Document
+++
ON THE CHURCH AND HER WITNESS
The church we see is not the true church. Again, this point is related to what I’ve just said. We must remember that the visible church is not the same thing as the true church. Yes, the visible church contains the true church. But false Christians, those who do not truly yield to the Lordship of Christ, are also included in what we and the world see in the church. Wheat and tares grow together. And it is Jesus who will ultimately pronounce who truly are and are not his disciples. Still, the church should strive to maintain purity within her ranks. If we are timid or hesitant in this effort, how can we possibly tell a watching world that the actions they see done in the name of Christ are not representative of “true Christianity”?
True, lasting damage has been done to the church’s witness. Let me say plainly that Christianity’s association with Trump’s Republican party has severely marred our ability to contend for the gospel in this generation. I cannot overstate how devastating I fear the consequences of these four years will prove to be for the church. Indeed, the political machinations of these days have eternal consequences. Certainly, this damage to the church’s witness is not felt as deeply in every American context. But I feel that older saints in particular don’t always appreciate the seriousness of this harm. As a millennial, I fear that there are millions of young Americans in my generation that will be hardened to hearing the gospel of Jesus Christ for their entire lives because of what has been said and done and tolerated in the name of Jesus these past four years.
Yes, God can and does work miraculously to soften hearts. And I pray that he does. If I can be honest, I am filled with a certain kind of dread thinking that I will now spend decades of my life cleaning up the mess of previous generations of Christians who have so stained the church’s reputation. I am certainly not without fault in this, and my generation has its own shortcomings and blind spots.
However, I fear that the damage done these four years may be too much for us to bear. I do not think I’m being melodramatic when I say that real people have been hardened to Christ because of this. We have made it harder for many to come to faith in him. We have made ourselves a barrier between a lost world and the forgiveness that could be theirs. We have done this. An under-nuanced appeal to God’s sovereignty in salvation will not do here. Our actions have eternal implications, implications for life and death, heaven and hell. Indeed, my confidence in God’s sovereign ability to work through even our most egregious failings is the only thing that gives me hope for revival in my own generation.
+++
[Shape labeling records]
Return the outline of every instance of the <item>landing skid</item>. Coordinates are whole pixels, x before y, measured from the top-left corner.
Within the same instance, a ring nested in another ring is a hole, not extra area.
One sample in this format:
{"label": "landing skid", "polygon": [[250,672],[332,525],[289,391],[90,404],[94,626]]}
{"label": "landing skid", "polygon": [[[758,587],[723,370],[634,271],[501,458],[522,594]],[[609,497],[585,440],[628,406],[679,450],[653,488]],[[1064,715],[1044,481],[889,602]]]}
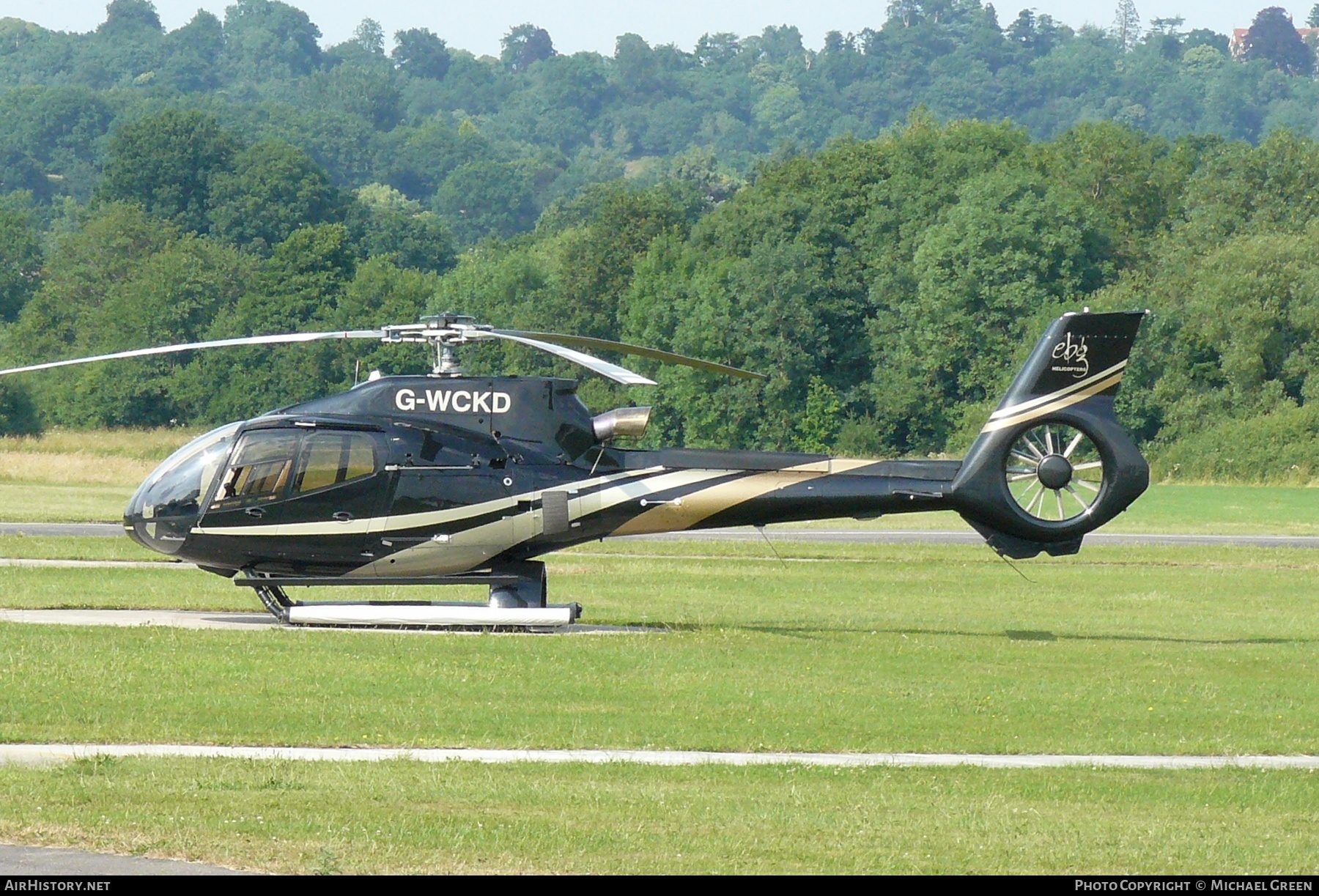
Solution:
{"label": "landing skid", "polygon": [[[559,628],[582,616],[582,604],[546,603],[545,563],[520,562],[497,573],[412,575],[396,578],[269,577],[245,573],[239,587],[256,592],[266,610],[286,625],[373,628]],[[488,603],[445,600],[293,600],[285,587],[346,585],[488,585]]]}

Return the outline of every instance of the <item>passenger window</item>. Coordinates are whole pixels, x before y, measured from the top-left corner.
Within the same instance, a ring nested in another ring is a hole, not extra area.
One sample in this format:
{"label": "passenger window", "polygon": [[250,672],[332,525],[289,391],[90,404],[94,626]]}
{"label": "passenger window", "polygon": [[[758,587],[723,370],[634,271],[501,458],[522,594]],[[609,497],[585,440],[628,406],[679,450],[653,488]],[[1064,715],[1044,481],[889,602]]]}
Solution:
{"label": "passenger window", "polygon": [[298,433],[257,430],[247,433],[233,450],[212,507],[272,501],[284,495],[298,450]]}
{"label": "passenger window", "polygon": [[298,455],[293,491],[298,495],[369,476],[376,471],[376,441],[363,433],[311,433]]}

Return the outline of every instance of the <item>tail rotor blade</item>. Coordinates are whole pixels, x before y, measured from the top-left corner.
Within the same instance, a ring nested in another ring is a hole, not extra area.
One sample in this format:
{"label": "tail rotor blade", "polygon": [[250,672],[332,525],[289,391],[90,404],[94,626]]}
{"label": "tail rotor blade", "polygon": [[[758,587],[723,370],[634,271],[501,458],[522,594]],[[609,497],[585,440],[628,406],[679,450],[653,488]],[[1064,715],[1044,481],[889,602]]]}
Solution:
{"label": "tail rotor blade", "polygon": [[90,358],[70,358],[69,360],[53,360],[45,364],[28,364],[26,367],[12,367],[0,371],[0,376],[8,373],[26,373],[29,371],[49,371],[55,367],[70,367],[73,364],[90,364],[98,360],[117,360],[120,358],[148,358],[150,355],[173,355],[179,351],[193,351],[195,348],[224,348],[228,346],[277,346],[295,342],[319,342],[324,339],[383,339],[384,330],[335,330],[331,333],[280,333],[269,336],[240,336],[237,339],[211,339],[210,342],[185,342],[177,346],[156,346],[154,348],[133,348],[132,351],[116,351],[108,355],[92,355]]}
{"label": "tail rotor blade", "polygon": [[613,342],[612,339],[596,339],[594,336],[574,336],[565,333],[534,333],[528,330],[496,330],[495,333],[501,333],[509,336],[524,336],[526,339],[537,339],[547,343],[563,343],[565,346],[580,346],[582,348],[595,348],[598,351],[616,351],[621,355],[637,355],[640,358],[650,358],[654,360],[666,362],[669,364],[682,364],[683,367],[695,367],[700,371],[708,371],[711,373],[723,373],[724,376],[736,376],[748,380],[766,380],[769,379],[764,373],[757,373],[756,371],[744,371],[740,367],[731,367],[728,364],[718,364],[710,360],[702,360],[700,358],[691,358],[689,355],[678,355],[671,351],[661,351],[660,348],[649,348],[646,346],[633,346],[628,342]]}

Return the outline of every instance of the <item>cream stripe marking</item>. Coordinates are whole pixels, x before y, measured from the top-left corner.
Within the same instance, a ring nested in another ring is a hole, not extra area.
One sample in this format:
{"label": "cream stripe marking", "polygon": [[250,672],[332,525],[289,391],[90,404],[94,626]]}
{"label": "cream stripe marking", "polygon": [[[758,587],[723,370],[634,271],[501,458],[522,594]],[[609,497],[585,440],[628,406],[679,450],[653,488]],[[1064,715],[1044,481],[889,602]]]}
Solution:
{"label": "cream stripe marking", "polygon": [[1117,373],[1115,373],[1109,379],[1100,380],[1099,383],[1095,383],[1093,385],[1091,385],[1084,392],[1078,392],[1075,395],[1070,395],[1066,399],[1062,399],[1062,400],[1055,401],[1053,404],[1045,405],[1043,408],[1035,408],[1033,410],[1028,410],[1026,413],[1018,414],[1016,417],[1009,417],[1006,420],[995,420],[995,421],[991,421],[991,422],[985,424],[984,429],[981,429],[980,432],[981,433],[993,433],[996,430],[1008,429],[1009,426],[1016,426],[1017,424],[1024,424],[1026,421],[1035,420],[1038,417],[1045,417],[1047,414],[1051,414],[1055,410],[1062,410],[1063,408],[1070,408],[1074,404],[1079,404],[1079,402],[1084,401],[1086,399],[1088,399],[1088,397],[1091,397],[1093,395],[1097,395],[1097,393],[1103,392],[1104,389],[1107,389],[1109,387],[1117,385],[1121,381],[1122,381],[1122,373],[1121,373],[1121,371],[1119,371]]}
{"label": "cream stripe marking", "polygon": [[[599,505],[583,509],[582,500],[568,501],[568,519],[576,520],[601,509],[623,504],[636,497],[644,497],[669,488],[679,488],[704,482],[715,476],[728,475],[728,470],[675,470],[640,482],[625,482],[599,492]],[[595,499],[587,495],[586,499]],[[463,573],[485,563],[491,557],[501,554],[513,545],[529,541],[543,530],[543,520],[536,511],[517,513],[503,520],[493,520],[455,532],[447,541],[423,541],[413,548],[405,548],[388,557],[372,561],[347,573],[353,578],[388,575],[442,575]]]}
{"label": "cream stripe marking", "polygon": [[998,410],[996,410],[992,414],[989,414],[989,420],[998,420],[1000,417],[1008,417],[1008,416],[1020,414],[1020,413],[1022,413],[1025,410],[1029,410],[1030,408],[1034,408],[1035,405],[1041,405],[1041,404],[1046,404],[1049,401],[1054,401],[1055,399],[1060,399],[1064,395],[1071,395],[1072,392],[1076,392],[1078,389],[1084,389],[1086,387],[1088,387],[1091,383],[1095,383],[1096,380],[1101,380],[1105,376],[1112,376],[1113,373],[1116,373],[1117,371],[1120,371],[1120,369],[1122,369],[1125,367],[1126,367],[1126,362],[1125,360],[1119,362],[1119,363],[1113,364],[1112,367],[1109,367],[1107,371],[1100,371],[1095,376],[1084,379],[1080,383],[1072,383],[1066,389],[1058,389],[1057,392],[1050,392],[1049,395],[1039,396],[1038,399],[1030,399],[1029,401],[1022,401],[1020,404],[1014,404],[1010,408],[1000,408]]}
{"label": "cream stripe marking", "polygon": [[[543,491],[563,491],[570,488],[591,488],[594,486],[603,486],[619,479],[629,479],[636,476],[644,476],[654,472],[662,471],[663,467],[646,467],[645,470],[627,470],[624,472],[613,472],[608,476],[596,476],[595,479],[583,479],[580,482],[563,483],[562,486],[555,486],[554,488],[546,488]],[[448,511],[427,511],[425,513],[408,513],[404,516],[373,516],[365,520],[352,520],[351,523],[289,523],[289,524],[273,524],[273,525],[230,525],[230,527],[194,527],[193,534],[207,534],[207,536],[322,536],[322,534],[365,534],[368,532],[397,532],[400,529],[415,529],[425,525],[437,525],[441,523],[454,523],[456,520],[466,520],[474,516],[481,516],[483,513],[493,513],[495,511],[508,509],[509,507],[517,507],[518,501],[538,500],[541,496],[539,491],[522,492],[520,495],[512,495],[509,497],[499,497],[492,501],[484,501],[481,504],[468,504],[467,507],[455,507]],[[375,528],[372,528],[375,527]]]}
{"label": "cream stripe marking", "polygon": [[609,534],[629,536],[690,529],[702,520],[736,504],[743,504],[799,482],[810,482],[811,479],[826,476],[828,475],[828,461],[818,461],[783,470],[757,472],[732,482],[702,488],[691,495],[683,495],[682,503],[663,504],[653,511],[638,513]]}
{"label": "cream stripe marking", "polygon": [[0,744],[0,764],[47,765],[96,756],[150,759],[243,759],[319,763],[632,763],[637,765],[819,765],[857,768],[1273,768],[1319,769],[1319,756],[1203,756],[1122,753],[806,753],[704,750],[476,750],[397,747],[214,747],[202,744]]}

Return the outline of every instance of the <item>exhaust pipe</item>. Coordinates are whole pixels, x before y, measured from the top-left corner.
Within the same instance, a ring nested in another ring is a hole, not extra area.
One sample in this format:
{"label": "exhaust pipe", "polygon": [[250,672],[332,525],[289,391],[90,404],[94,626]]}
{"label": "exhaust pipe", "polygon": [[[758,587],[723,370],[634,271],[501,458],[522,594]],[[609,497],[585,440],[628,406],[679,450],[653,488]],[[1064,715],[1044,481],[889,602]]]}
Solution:
{"label": "exhaust pipe", "polygon": [[615,408],[591,418],[591,432],[600,442],[612,442],[619,435],[645,435],[649,425],[650,408]]}

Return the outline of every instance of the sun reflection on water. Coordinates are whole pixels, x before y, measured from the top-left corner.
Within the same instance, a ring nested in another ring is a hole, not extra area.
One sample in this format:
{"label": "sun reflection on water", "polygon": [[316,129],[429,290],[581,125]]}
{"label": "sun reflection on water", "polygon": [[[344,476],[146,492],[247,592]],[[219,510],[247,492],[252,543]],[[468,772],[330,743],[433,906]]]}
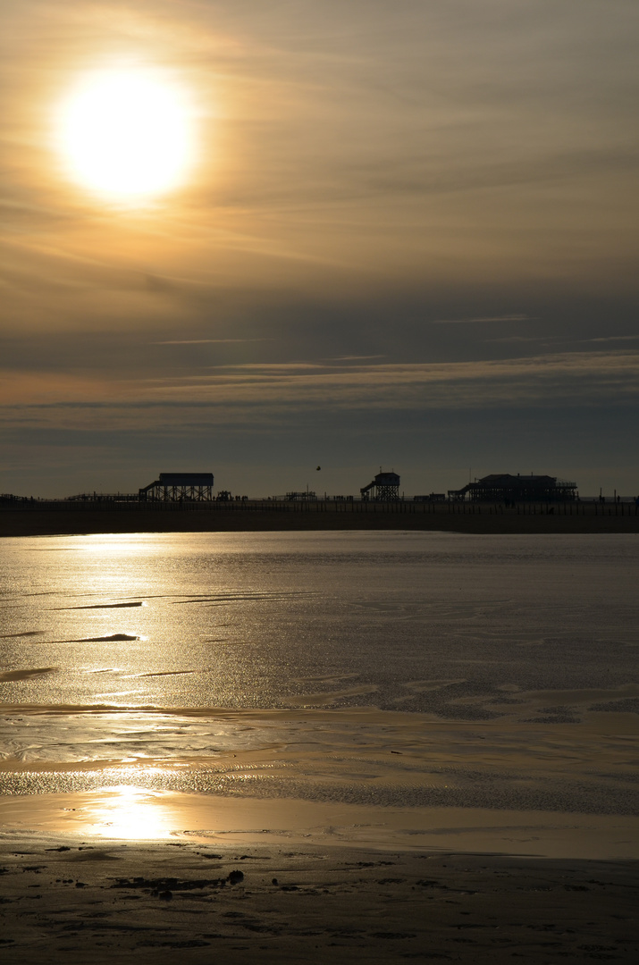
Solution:
{"label": "sun reflection on water", "polygon": [[105,787],[99,799],[86,808],[87,830],[101,838],[151,841],[169,838],[172,821],[161,793],[120,785]]}

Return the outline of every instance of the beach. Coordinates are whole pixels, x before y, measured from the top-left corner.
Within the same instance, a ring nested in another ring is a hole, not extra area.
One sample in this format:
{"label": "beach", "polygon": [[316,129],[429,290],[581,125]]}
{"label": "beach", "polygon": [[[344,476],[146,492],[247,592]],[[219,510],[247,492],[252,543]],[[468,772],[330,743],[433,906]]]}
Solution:
{"label": "beach", "polygon": [[23,965],[636,961],[636,866],[340,847],[2,841]]}
{"label": "beach", "polygon": [[102,532],[0,565],[11,965],[636,960],[631,533]]}
{"label": "beach", "polygon": [[83,533],[367,532],[468,534],[639,533],[630,503],[469,505],[455,503],[153,504],[45,503],[0,506],[0,538]]}

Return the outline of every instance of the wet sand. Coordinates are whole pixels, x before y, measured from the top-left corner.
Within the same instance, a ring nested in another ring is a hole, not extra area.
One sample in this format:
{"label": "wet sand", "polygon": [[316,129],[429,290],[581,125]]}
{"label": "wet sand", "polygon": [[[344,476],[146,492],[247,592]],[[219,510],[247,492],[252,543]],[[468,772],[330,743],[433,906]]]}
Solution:
{"label": "wet sand", "polygon": [[11,965],[635,962],[636,863],[6,836]]}
{"label": "wet sand", "polygon": [[[233,533],[327,530],[403,530],[467,534],[582,534],[639,533],[639,513],[634,506],[593,504],[573,507],[526,508],[518,512],[504,507],[424,507],[402,504],[402,510],[377,507],[367,511],[317,507],[305,510],[263,509],[253,506],[227,509],[139,510],[0,509],[0,537],[79,536],[96,533]],[[529,511],[530,510],[530,511]]]}

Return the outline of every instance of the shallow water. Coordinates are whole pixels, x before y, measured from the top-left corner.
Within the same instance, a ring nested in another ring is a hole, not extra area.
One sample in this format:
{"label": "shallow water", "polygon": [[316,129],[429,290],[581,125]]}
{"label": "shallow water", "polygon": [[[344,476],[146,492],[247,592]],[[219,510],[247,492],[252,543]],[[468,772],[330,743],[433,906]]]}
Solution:
{"label": "shallow water", "polygon": [[0,794],[632,814],[639,539],[0,541]]}

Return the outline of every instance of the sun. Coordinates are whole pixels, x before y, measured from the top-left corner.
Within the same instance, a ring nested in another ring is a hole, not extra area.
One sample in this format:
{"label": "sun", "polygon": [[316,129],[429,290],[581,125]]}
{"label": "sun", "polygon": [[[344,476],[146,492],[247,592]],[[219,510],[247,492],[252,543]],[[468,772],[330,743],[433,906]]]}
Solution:
{"label": "sun", "polygon": [[160,69],[83,74],[63,98],[55,129],[70,179],[116,202],[145,203],[175,190],[194,159],[189,98]]}

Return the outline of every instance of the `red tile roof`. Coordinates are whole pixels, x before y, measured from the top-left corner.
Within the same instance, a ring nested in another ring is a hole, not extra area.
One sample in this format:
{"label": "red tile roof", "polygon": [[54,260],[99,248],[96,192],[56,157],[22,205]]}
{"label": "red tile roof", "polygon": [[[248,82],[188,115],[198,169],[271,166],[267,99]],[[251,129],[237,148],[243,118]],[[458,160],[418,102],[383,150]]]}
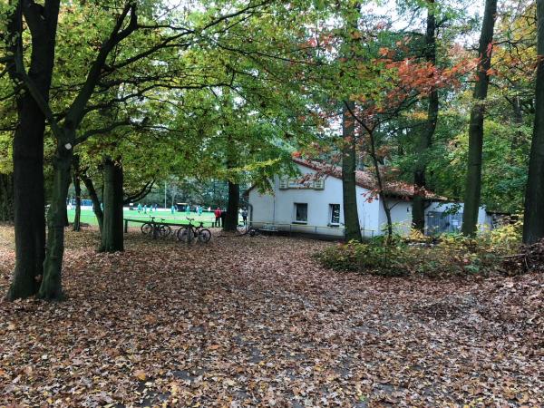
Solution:
{"label": "red tile roof", "polygon": [[[306,160],[296,157],[293,158],[293,161],[301,166],[312,169],[319,173],[326,174],[335,179],[342,179],[342,169],[338,166],[327,163],[321,163],[318,161]],[[363,187],[364,189],[366,189],[377,194],[378,184],[374,173],[371,173],[370,171],[357,170],[355,171],[355,182],[358,186]],[[413,198],[413,184],[409,184],[404,181],[392,180],[385,180],[384,184],[384,190],[386,195],[408,199]],[[424,191],[424,198],[427,199],[433,199],[437,201],[447,200],[445,197],[441,197],[430,190]]]}

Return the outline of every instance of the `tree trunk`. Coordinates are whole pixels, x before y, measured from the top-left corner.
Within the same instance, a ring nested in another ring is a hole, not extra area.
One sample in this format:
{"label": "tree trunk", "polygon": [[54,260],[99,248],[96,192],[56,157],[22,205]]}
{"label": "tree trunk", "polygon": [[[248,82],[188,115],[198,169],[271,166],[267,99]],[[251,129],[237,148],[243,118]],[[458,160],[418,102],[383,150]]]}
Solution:
{"label": "tree trunk", "polygon": [[488,71],[491,64],[491,45],[497,0],[486,0],[483,24],[480,36],[478,53],[478,80],[474,85],[473,105],[471,111],[469,127],[469,158],[465,181],[464,209],[462,214],[462,233],[472,236],[476,233],[480,197],[481,192],[481,151],[483,146],[484,102],[487,98],[490,76]]}
{"label": "tree trunk", "polygon": [[70,186],[72,149],[59,143],[53,160],[53,182],[51,207],[47,212],[47,250],[44,262],[44,278],[38,296],[45,300],[62,300],[62,270],[64,255],[64,217]]}
{"label": "tree trunk", "polygon": [[92,201],[92,211],[96,216],[96,220],[98,221],[98,228],[100,229],[100,233],[102,235],[102,226],[104,224],[104,213],[100,206],[100,199],[98,199],[98,194],[96,189],[94,189],[94,184],[89,176],[85,173],[82,175],[82,180],[87,189],[87,192],[89,193],[89,197],[91,197],[91,200]]}
{"label": "tree trunk", "polygon": [[73,159],[73,189],[75,189],[75,214],[73,216],[73,230],[82,229],[82,186],[79,169],[79,160]]}
{"label": "tree trunk", "polygon": [[240,186],[228,181],[228,203],[225,217],[224,231],[236,231],[238,221],[238,206],[240,199]]}
{"label": "tree trunk", "polygon": [[14,221],[14,175],[0,174],[0,222]]}
{"label": "tree trunk", "polygon": [[122,166],[110,157],[104,159],[104,216],[100,250],[123,250]]}
{"label": "tree trunk", "polygon": [[539,60],[537,66],[535,122],[525,191],[523,242],[544,238],[544,0],[537,0]]}
{"label": "tree trunk", "polygon": [[[428,0],[427,5],[427,33],[425,34],[425,60],[432,64],[436,63],[436,18],[434,15],[434,0]],[[432,136],[436,130],[438,119],[438,92],[429,94],[427,108],[427,126],[422,131],[417,147],[418,162],[413,174],[413,201],[412,203],[412,219],[413,228],[421,232],[425,231],[425,170],[427,167],[428,150],[432,143]]]}
{"label": "tree trunk", "polygon": [[355,120],[352,112],[355,109],[354,102],[345,102],[347,107],[344,108],[342,115],[342,192],[344,199],[344,224],[345,226],[345,240],[361,242],[361,226],[359,224],[359,211],[357,209],[357,185],[355,170],[357,156],[355,151]]}
{"label": "tree trunk", "polygon": [[[54,47],[60,0],[44,5],[22,2],[8,23],[13,55],[21,55],[22,17],[24,14],[32,37],[28,77],[44,101],[54,64]],[[12,64],[10,77],[20,83],[20,73]],[[28,91],[17,97],[18,126],[14,137],[14,211],[15,232],[15,268],[7,298],[14,300],[35,295],[44,271],[45,253],[45,198],[44,194],[44,131],[45,117]],[[65,202],[64,202],[65,207]]]}

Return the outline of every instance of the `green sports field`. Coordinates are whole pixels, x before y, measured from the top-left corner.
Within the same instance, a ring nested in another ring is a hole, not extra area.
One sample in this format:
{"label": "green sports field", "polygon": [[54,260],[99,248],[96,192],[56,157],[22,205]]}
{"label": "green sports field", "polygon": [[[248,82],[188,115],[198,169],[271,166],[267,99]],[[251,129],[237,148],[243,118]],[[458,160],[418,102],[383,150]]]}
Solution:
{"label": "green sports field", "polygon": [[[68,219],[70,222],[73,221],[73,216],[75,213],[75,209],[68,209]],[[155,220],[160,221],[160,219],[164,219],[164,222],[173,223],[173,224],[188,224],[189,221],[187,217],[195,219],[196,221],[204,222],[205,227],[210,227],[211,223],[215,221],[215,215],[213,212],[204,211],[201,216],[197,215],[195,212],[191,212],[190,215],[187,215],[185,212],[175,212],[172,214],[170,211],[153,211],[150,213],[148,210],[147,214],[144,214],[141,211],[140,214],[136,209],[124,210],[123,218],[131,219],[141,219],[147,220],[151,219],[151,217],[155,217]],[[193,221],[196,222],[196,221]],[[98,225],[98,221],[96,220],[96,217],[92,209],[82,209],[82,222],[89,225]],[[141,225],[140,223],[134,223],[133,226]]]}

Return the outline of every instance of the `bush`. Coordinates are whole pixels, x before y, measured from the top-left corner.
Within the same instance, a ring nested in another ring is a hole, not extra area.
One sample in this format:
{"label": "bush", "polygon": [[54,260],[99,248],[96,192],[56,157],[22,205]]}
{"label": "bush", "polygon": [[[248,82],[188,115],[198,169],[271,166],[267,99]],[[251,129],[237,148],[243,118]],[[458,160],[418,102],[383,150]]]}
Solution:
{"label": "bush", "polygon": [[461,234],[430,238],[413,232],[405,238],[393,237],[389,245],[380,237],[368,243],[330,247],[317,259],[335,270],[387,277],[489,275],[500,267],[500,256],[519,247],[519,232],[517,226],[505,226],[475,238]]}

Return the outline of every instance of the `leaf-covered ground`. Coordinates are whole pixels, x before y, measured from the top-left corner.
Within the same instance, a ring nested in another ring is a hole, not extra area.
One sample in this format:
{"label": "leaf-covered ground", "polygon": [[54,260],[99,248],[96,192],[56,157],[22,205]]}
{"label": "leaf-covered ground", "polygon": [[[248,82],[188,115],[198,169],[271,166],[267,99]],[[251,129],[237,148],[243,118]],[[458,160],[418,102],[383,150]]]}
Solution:
{"label": "leaf-covered ground", "polygon": [[[321,268],[326,244],[68,233],[60,304],[0,301],[0,405],[544,405],[542,274],[436,281]],[[14,264],[0,228],[0,291]]]}

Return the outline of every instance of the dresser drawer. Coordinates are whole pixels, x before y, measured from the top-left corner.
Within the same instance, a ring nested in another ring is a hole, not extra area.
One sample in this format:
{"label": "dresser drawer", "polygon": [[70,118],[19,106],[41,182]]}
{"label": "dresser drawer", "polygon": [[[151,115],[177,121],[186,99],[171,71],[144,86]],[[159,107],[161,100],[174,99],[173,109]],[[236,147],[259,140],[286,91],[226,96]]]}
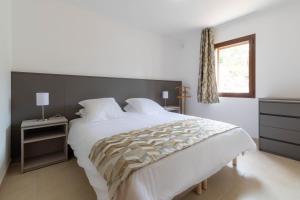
+++
Exercise tasks
(a) How many lines of the records contain the string "bush", with case taken into account? Give only the number.
(b) Write what comes next in the essay on the church and its witness, beginning right after its final sentence.
The text and the records were taken from separate sources.

Solved problems
(a) 4

(b)
Ongoing repentance is needed. In recent days, I’ve seen some Christian leaders express sorrow over the state of our nation and the violence at the Capitol in particular. This sorrow is often expressed in generic terms: “The real problem in our nation is sin. And the real solution is repentance and faith in Christ.” This is of course true on a basic level. However, this does not say nearly enough. It is not enough to send out a simple condemnation of sin or a generic call to repentance. Let’s get specific. That’s what I’ve been trying to do in this article. Let’s begin by looking inward at the church’s own sin. And let’s prepare ourselves for a long and painful process. Martin Luther began the 95 Theses by saying, “When our Lord and Master Jesus Christ said, ‘Repent,’ he willed the entire life of believers to be one of repentance.” We certainly have much repenting to do.
God is not mocked. “It is time for judgment to begin in the house of God” (1 Pet 4:17). It seems the American church will now reap what she has sown for decades. I am both sobered and comforted in the knowledge that God is watching all of these events unfold. His judgment will come, against Republicans and Democrats, professing Christians and non-believers alike. No one is getting away with anything. Psalm 2 is well-worth revisiting in a moment such as this. The resurrected Jesus, enthroned in heaven, laughs and scoffs at the kings of the earth (vv. 1–4). God has rebuked us in his anger; he has already installed his King (vv. 5–6). All things and all lands have been given to him (v. 8). Let us heed the warning of his coming judgment and serve him with fear and joy (vv. 10–11), lest we too be destroyed (v. 12).
All of this I commend to you in hope and humble submission to the true Sovereign of the United States of America and of the world, the Lord Jesus of Nazareth.